WORK INSTRUCTION
Please return all records verbatim, no pictures.

Records from a collection
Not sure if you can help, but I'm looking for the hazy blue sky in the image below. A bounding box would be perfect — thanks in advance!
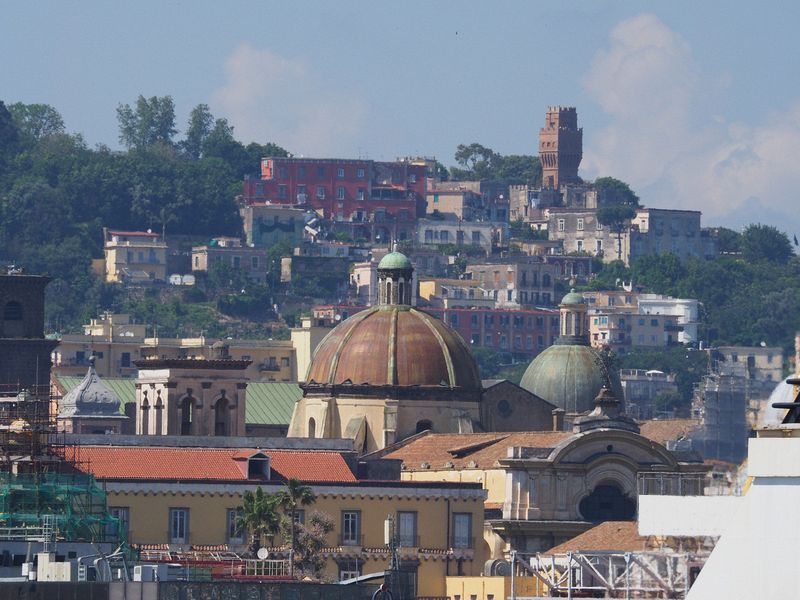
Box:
[4,1,800,233]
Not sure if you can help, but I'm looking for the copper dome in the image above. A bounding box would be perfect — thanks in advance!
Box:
[306,305,481,391]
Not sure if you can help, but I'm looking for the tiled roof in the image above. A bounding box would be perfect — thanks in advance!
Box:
[382,431,572,471]
[246,382,301,425]
[543,521,646,555]
[70,446,356,483]
[55,375,300,425]
[638,418,701,445]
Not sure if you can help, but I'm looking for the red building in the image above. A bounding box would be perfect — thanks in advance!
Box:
[243,157,428,242]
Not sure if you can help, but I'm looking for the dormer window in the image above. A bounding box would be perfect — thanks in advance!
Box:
[247,453,270,478]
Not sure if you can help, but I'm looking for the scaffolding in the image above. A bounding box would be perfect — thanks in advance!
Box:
[0,382,120,544]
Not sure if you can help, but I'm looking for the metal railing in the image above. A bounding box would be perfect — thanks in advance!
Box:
[637,472,707,496]
[338,534,364,546]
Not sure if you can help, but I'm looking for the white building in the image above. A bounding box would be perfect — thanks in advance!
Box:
[637,294,701,344]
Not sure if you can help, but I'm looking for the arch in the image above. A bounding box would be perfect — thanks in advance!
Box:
[308,417,316,438]
[140,398,150,435]
[416,419,433,434]
[154,398,164,435]
[180,396,196,436]
[386,281,392,304]
[214,397,229,436]
[578,483,636,522]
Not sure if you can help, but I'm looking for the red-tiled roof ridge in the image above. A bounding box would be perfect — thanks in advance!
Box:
[446,434,509,458]
[542,521,646,555]
[64,446,357,483]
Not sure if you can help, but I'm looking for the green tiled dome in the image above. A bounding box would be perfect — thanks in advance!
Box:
[560,290,586,305]
[520,344,622,414]
[378,251,412,271]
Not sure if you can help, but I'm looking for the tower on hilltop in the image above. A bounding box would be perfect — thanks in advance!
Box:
[539,106,583,189]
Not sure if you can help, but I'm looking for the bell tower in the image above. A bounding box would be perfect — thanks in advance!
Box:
[539,106,583,189]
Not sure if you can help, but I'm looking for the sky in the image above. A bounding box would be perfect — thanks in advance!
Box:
[4,1,800,235]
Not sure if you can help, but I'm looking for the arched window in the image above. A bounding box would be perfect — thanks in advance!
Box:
[214,397,229,436]
[141,399,150,435]
[154,398,164,435]
[308,417,316,438]
[579,484,636,522]
[542,274,551,287]
[386,281,392,304]
[416,419,433,434]
[180,396,195,435]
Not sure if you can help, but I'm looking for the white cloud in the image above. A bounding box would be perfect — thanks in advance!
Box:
[582,14,800,235]
[212,43,366,156]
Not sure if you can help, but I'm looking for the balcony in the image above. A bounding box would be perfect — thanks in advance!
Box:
[338,534,364,547]
[259,363,281,372]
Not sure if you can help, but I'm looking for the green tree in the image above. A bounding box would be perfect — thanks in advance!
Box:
[714,227,741,254]
[740,224,793,265]
[7,103,65,145]
[452,143,497,181]
[596,204,636,261]
[117,95,177,150]
[0,101,20,168]
[236,486,282,555]
[182,103,214,159]
[275,479,316,578]
[593,177,640,207]
[293,511,335,579]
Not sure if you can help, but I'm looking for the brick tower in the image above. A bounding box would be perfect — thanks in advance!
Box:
[539,106,583,189]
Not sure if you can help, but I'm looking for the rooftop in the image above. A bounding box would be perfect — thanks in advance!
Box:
[637,419,701,445]
[543,521,646,555]
[67,446,358,483]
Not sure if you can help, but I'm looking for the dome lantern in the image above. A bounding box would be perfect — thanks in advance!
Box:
[377,244,413,306]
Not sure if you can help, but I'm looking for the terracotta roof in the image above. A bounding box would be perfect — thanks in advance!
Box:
[543,521,646,555]
[638,419,700,445]
[382,431,572,471]
[70,446,356,483]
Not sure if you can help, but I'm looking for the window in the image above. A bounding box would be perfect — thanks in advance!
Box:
[471,333,480,344]
[251,256,259,269]
[450,313,459,327]
[298,166,306,178]
[651,319,659,326]
[227,508,244,545]
[484,334,493,347]
[120,352,131,368]
[108,507,129,540]
[577,218,584,231]
[278,166,287,179]
[233,256,241,268]
[337,186,345,200]
[337,167,345,178]
[408,173,416,183]
[397,511,417,547]
[278,184,287,199]
[472,230,481,245]
[316,186,326,199]
[597,219,604,230]
[452,513,472,548]
[557,219,565,232]
[356,167,365,179]
[596,240,603,253]
[577,240,584,252]
[255,182,265,197]
[342,511,360,545]
[317,166,325,178]
[169,508,189,544]
[357,188,365,201]
[440,230,450,243]
[339,560,361,581]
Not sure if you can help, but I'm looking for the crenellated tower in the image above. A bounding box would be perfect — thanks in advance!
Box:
[538,106,583,189]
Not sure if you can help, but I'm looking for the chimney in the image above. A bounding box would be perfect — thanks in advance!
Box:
[552,408,565,431]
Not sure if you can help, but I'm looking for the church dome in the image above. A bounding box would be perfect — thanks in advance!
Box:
[520,345,622,414]
[59,358,122,418]
[306,305,481,393]
[560,289,586,305]
[378,251,413,271]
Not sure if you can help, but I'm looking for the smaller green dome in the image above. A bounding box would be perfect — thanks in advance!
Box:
[378,251,412,271]
[560,289,586,305]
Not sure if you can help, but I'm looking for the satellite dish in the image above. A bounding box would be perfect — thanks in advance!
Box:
[256,548,269,560]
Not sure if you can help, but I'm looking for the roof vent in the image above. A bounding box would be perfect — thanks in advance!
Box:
[445,461,454,468]
[420,462,431,469]
[467,460,478,468]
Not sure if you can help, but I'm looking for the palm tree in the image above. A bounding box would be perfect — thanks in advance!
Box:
[236,486,281,555]
[274,479,316,577]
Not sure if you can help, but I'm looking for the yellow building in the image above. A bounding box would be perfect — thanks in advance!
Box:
[75,441,487,595]
[53,313,296,382]
[103,229,168,283]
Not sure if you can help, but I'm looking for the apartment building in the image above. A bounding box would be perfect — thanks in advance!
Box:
[103,229,168,283]
[464,259,560,308]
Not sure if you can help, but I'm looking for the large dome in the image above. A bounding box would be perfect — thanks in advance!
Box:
[306,305,481,392]
[519,344,622,414]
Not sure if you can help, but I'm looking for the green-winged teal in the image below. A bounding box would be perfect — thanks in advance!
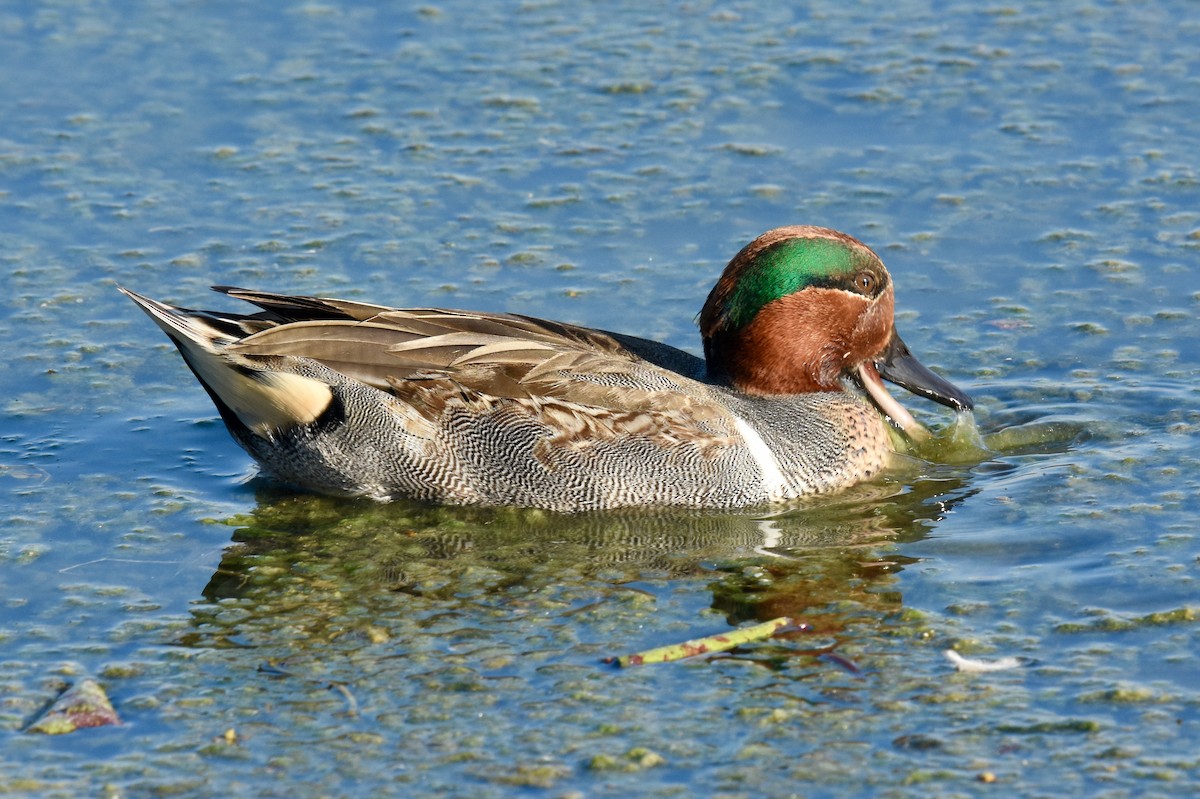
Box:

RESULT OF THE EXERCISE
Not sure if you can help, but I'm looking for the hazy blue sky in the image below. A bounding box would be perfect — thanks in advance!
Box:
[4,1,800,233]
Not sure if you can help, but I'm looking for the copper dome in the image above. A bounding box would be perfect — thanks in advance!
Box:
[306,305,481,391]
Not sure if you can help, but I'm looking for the tiled roof in the image above. A bounding box would be perfect — thanks in advance!
Box:
[382,431,572,471]
[246,382,301,425]
[543,521,646,555]
[70,446,356,483]
[55,375,300,425]
[638,418,701,445]
Not sure if you can help, but I'm looking for the red building in the image above. A bounding box would be perfect — thanks in advance!
Box:
[243,157,428,242]
Not sure if you can help, but I'm looking for the dormer window in the image above. A bounding box would be perfect — thanks in advance!
Box:
[247,453,270,478]
Not sure if you can help, but I'm looking for the scaffolding in the image above. A bounding box would be perfect — thanks in advance!
Box:
[0,382,120,544]
Not sure if you can help, but I'm looking for the metal railing in the image above. A bounding box would be perfect — thanks in advance!
Box:
[637,472,707,496]
[338,534,364,546]
Not sure if you can help, but I'm looking for the white building in the image above. A bounding box would be perfect — thanks in advance!
Box:
[637,294,701,344]
Not sure if you can help, but I'm looking for the arch in the image above. A bounding box would be perfect — thanks in advance!
Box:
[308,417,316,438]
[140,398,150,435]
[416,419,433,434]
[154,398,164,435]
[180,396,196,436]
[386,281,392,304]
[214,397,229,436]
[578,483,636,522]
Not sure if you can help, but I'm looking for the red-tiled roof ridge in the image above. A bounding box would be perfect — thanks in advance!
Box:
[446,434,509,458]
[542,521,646,555]
[64,446,357,483]
Not sure if you can help, but I'm looking for the green tiled dome in the image above. A bounding box would be perfect — thanks in advance!
Box:
[560,290,586,305]
[520,344,622,414]
[378,251,412,271]
Not sure if you can help, but I'm looking for the tower on hilltop in the image above. A bounding box would be perfect — thanks in advance!
Box:
[539,106,583,189]
Not sure if you can help, but I'm looking for the bell tower in the image above. A bounding box would be perfect — thanks in advance!
Box:
[539,106,583,189]
Not sure if you can help, but I'm looking for the sky in the image above. A bounding box would be perfect — thanks in advance!
Box:
[4,1,800,235]
Not sure if you can help, but I'm looking for the arched window in the image above. A bounding box would be perfect — thanks in advance!
Box:
[214,397,229,436]
[141,399,150,435]
[154,398,164,435]
[308,417,316,438]
[579,484,636,522]
[542,274,551,287]
[386,281,392,304]
[416,419,433,434]
[180,396,195,435]
Not sure if you can help, but I'm looking for the white cloud in the image above. A bounding box would be perfect — thanks in advance!
Box:
[582,14,800,235]
[212,43,366,156]
Not sure if you can help, but I'm looking for the balcony in the image above. A bounding box would be perfect — thanks in advance!
Box:
[338,534,364,547]
[259,363,281,372]
Not sure if you can help, but I'm looking for the green tree in the image above. A bounding box would be perfect — thanks in advance!
Box:
[714,227,741,254]
[740,224,793,265]
[7,103,65,145]
[452,143,497,181]
[596,204,636,261]
[117,95,177,150]
[0,101,20,168]
[236,486,282,555]
[182,103,214,159]
[275,479,316,578]
[593,177,640,207]
[293,511,335,579]
Not sure if you can help, but I'm looking for the brick tower in the image above. A bounding box would be perfect — thanks in advance!
Box:
[539,106,583,189]
Not sure if you can help, but I'm looking for the rooftop in the image above. A bounding box would be perfect — thanks in advance!
Box:
[637,419,701,445]
[543,521,646,555]
[67,446,358,483]
Not sure if you can help, but I'm looking for the dome lantern in the image above. A bounding box would be perfect — thanks in advance!
Box:
[377,244,413,306]
Not sure if you can help, but I'm looking for the terracotta roof in the image above. A bounding box would be perfect — thanks in advance!
Box:
[543,521,646,555]
[638,419,700,445]
[382,431,572,471]
[70,446,356,483]
Not sure if you can help, but I'm looking for the window in the image above. A bounding box would be perfect — thanks in advance!
Box:
[471,333,480,344]
[251,256,259,269]
[450,313,459,327]
[298,166,306,178]
[651,319,659,326]
[227,508,244,545]
[484,334,493,347]
[120,352,131,368]
[108,507,129,540]
[577,218,584,231]
[278,166,287,179]
[233,256,241,268]
[337,186,345,200]
[337,167,345,178]
[408,173,416,183]
[397,511,417,547]
[278,184,287,199]
[472,230,481,245]
[316,186,326,199]
[597,219,604,230]
[452,513,472,548]
[557,219,565,232]
[356,167,365,179]
[596,240,603,253]
[577,240,584,252]
[255,182,265,197]
[342,511,360,545]
[317,166,325,178]
[169,508,189,544]
[357,188,365,201]
[440,230,450,243]
[339,560,361,581]
Not sure if you can help, but I'm looking for the crenellated tower in the image above. A bounding box would be perfect — thanks in advance!
Box:
[538,106,583,189]
Not sure if you can help, but I'm looking for the chimney in the image above. A bounding box would be perfect — thanks in advance!
Box:
[552,408,565,431]
Not sure if you can help, but I'm looking for the church dome in the image above. A bounding box would be perfect — thanks in advance!
Box:
[520,345,622,414]
[59,358,122,418]
[306,305,481,393]
[560,289,586,305]
[378,251,413,271]
Not sure if you can help, but I'm looking for the smaller green dome in the image above. A bounding box would be perfect — thanks in advance!
Box:
[378,251,412,271]
[560,289,586,305]
Not sure if you can help, but I'm looking for the satellite dish in the image above. A bounding box would be perfect — thanks in advance!
Box:
[256,548,269,560]
Not sure if you can help, but I'm looking for the roof vent in the image above. A bounding box would be perfect — thanks in advance!
Box:
[445,461,454,468]
[420,462,431,469]
[467,460,478,468]
Not sure if you can help, but I'm looking for the palm tree in the image above. A bounding box would be perfect — thanks in advance!
Box:
[236,486,281,555]
[274,479,316,577]
Not sure if you can help, but I'm looking for the yellow building in the image above. A bounding box would be perfect — thanks in advance!
Box:
[75,441,487,595]
[53,313,296,382]
[103,229,168,283]
Not sure if you can help, but I'm looking for the apartment building in the image above. A bounding box would be perfect — thanks in advance!
Box:
[103,229,168,283]
[464,259,560,308]
Not sure if you can help, but I'm looking for the large dome in the image above. A bounding box would be perfect — thanks in advance!
Box:
[306,305,481,392]
[519,344,622,414]
Not sure if you can help, but I'm looking for the green-winged teal in the image below. A bounding box would be perfect — thanks in advance!
Box:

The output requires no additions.